Available records:
— BEGIN —
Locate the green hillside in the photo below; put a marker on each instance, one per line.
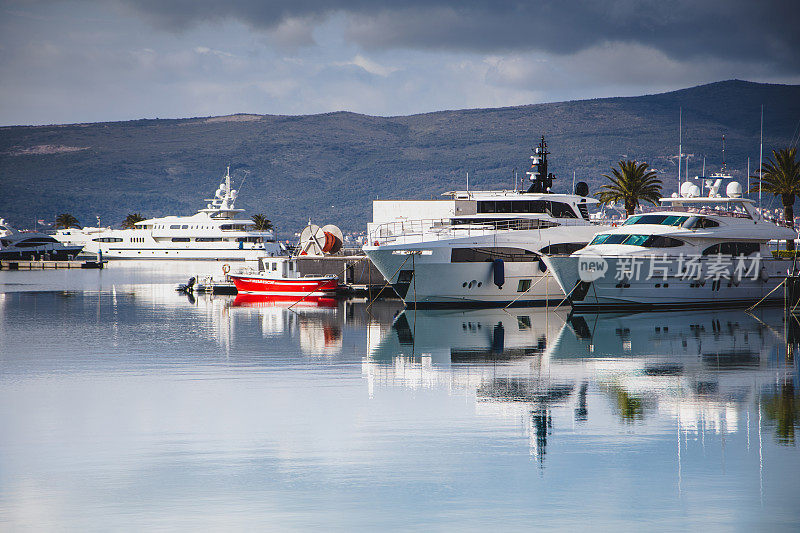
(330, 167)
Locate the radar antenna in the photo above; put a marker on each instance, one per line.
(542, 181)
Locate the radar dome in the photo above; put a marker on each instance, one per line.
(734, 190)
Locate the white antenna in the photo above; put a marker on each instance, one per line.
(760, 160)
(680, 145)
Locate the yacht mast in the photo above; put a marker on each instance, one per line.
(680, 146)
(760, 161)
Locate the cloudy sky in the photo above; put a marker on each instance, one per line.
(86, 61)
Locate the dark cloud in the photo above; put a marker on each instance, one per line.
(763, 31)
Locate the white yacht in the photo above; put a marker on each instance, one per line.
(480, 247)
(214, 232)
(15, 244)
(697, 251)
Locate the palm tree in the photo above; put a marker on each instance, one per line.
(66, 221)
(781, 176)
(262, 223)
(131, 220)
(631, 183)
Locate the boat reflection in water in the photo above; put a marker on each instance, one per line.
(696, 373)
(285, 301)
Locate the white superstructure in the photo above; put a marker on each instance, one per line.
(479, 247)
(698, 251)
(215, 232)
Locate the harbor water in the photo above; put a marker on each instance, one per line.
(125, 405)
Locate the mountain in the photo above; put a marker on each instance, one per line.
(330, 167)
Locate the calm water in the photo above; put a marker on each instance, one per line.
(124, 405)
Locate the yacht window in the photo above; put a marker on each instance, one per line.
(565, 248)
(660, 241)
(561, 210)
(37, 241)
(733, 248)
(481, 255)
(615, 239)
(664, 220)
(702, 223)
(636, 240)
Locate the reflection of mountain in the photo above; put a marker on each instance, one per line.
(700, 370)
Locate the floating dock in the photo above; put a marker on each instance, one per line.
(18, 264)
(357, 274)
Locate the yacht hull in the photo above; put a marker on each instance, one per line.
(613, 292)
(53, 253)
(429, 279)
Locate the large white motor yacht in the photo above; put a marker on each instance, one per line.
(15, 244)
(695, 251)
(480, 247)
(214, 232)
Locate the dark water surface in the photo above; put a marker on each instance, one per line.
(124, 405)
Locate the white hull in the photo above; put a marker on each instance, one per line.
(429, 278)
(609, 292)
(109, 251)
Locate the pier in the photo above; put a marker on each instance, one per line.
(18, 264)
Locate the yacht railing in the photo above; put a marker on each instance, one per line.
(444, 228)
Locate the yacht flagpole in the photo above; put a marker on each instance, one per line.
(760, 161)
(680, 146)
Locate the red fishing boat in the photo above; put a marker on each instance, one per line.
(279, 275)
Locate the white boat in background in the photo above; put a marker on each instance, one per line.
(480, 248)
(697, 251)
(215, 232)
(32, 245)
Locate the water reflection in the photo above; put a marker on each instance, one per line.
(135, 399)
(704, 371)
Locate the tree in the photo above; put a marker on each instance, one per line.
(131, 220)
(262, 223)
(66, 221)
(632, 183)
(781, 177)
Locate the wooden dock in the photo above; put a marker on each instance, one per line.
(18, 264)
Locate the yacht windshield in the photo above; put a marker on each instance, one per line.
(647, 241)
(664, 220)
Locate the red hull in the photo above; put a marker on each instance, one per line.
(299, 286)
— END —
— BEGIN —
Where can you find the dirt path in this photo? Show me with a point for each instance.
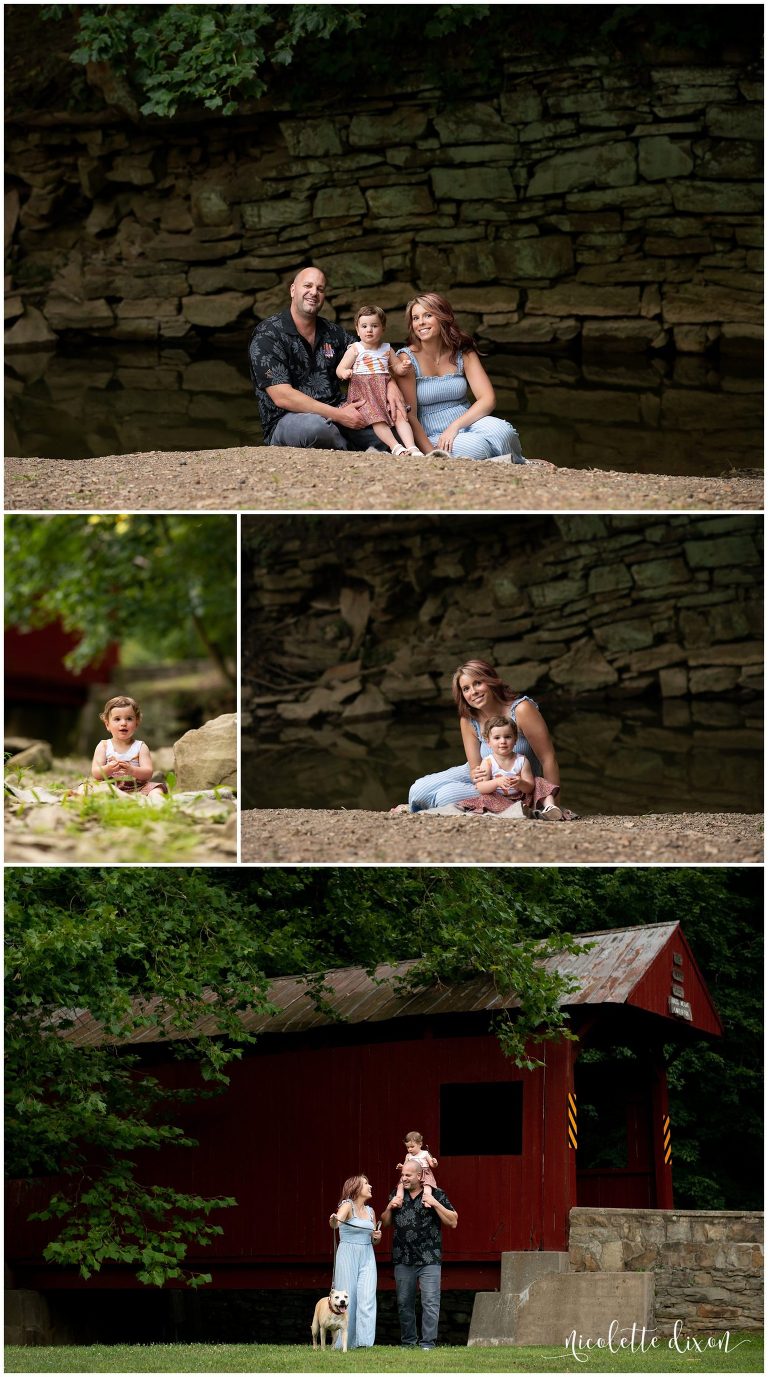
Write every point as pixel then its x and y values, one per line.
— END —
— BEGIN —
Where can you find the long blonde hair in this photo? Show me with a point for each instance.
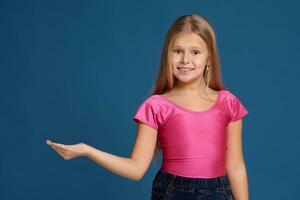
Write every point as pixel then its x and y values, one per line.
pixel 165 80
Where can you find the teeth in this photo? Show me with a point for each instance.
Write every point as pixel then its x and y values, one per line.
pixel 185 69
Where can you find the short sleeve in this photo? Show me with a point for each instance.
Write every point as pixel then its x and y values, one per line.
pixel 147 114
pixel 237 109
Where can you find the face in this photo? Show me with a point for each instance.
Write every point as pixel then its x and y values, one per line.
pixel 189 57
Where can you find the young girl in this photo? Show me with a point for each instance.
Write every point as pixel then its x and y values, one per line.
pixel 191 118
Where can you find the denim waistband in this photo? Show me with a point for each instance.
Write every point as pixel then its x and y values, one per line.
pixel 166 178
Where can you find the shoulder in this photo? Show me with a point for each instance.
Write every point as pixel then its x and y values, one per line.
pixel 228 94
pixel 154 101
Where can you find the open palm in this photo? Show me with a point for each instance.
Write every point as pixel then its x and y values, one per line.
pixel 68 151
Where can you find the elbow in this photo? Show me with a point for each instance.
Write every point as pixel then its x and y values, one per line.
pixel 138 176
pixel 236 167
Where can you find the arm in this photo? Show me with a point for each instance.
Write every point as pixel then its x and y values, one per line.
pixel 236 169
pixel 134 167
— END —
Aim: Convert the lines of the rows above, from the one containing "Where can you find the young" through the one containing "pixel 134 167", into a numbered list, leaving out any blank lines.

Result:
1. Where can you find the young girl in this photo? Show me with a point for each instance.
2. Write every point as pixel then its x and y values, one per line.
3. pixel 191 118
4. Where can you find the denim waistband in this photo? Show me with a point for each instance.
5. Write every point as pixel then its x and y values, one per line.
6. pixel 166 178
7. Where can you find the shoulder in this photo? Show me with a point for each instance.
8. Write every point as pixel then its x and y values, one per line.
9. pixel 228 94
10. pixel 154 101
11. Where can you find the open palm in this photo? Show me with a point for each instance.
12. Write every point as pixel then its x and y values, one per line.
13. pixel 68 151
14. Where can you find the elbow in this photo? Show me with a point for each instance.
15. Write every point as pixel then its x and y values, one per line.
16. pixel 138 176
17. pixel 236 167
18. Where can you find the arm in this photo? Show me with a point for each instance.
19. Write every point as pixel then its x and y values, one per line.
20. pixel 236 169
21. pixel 134 167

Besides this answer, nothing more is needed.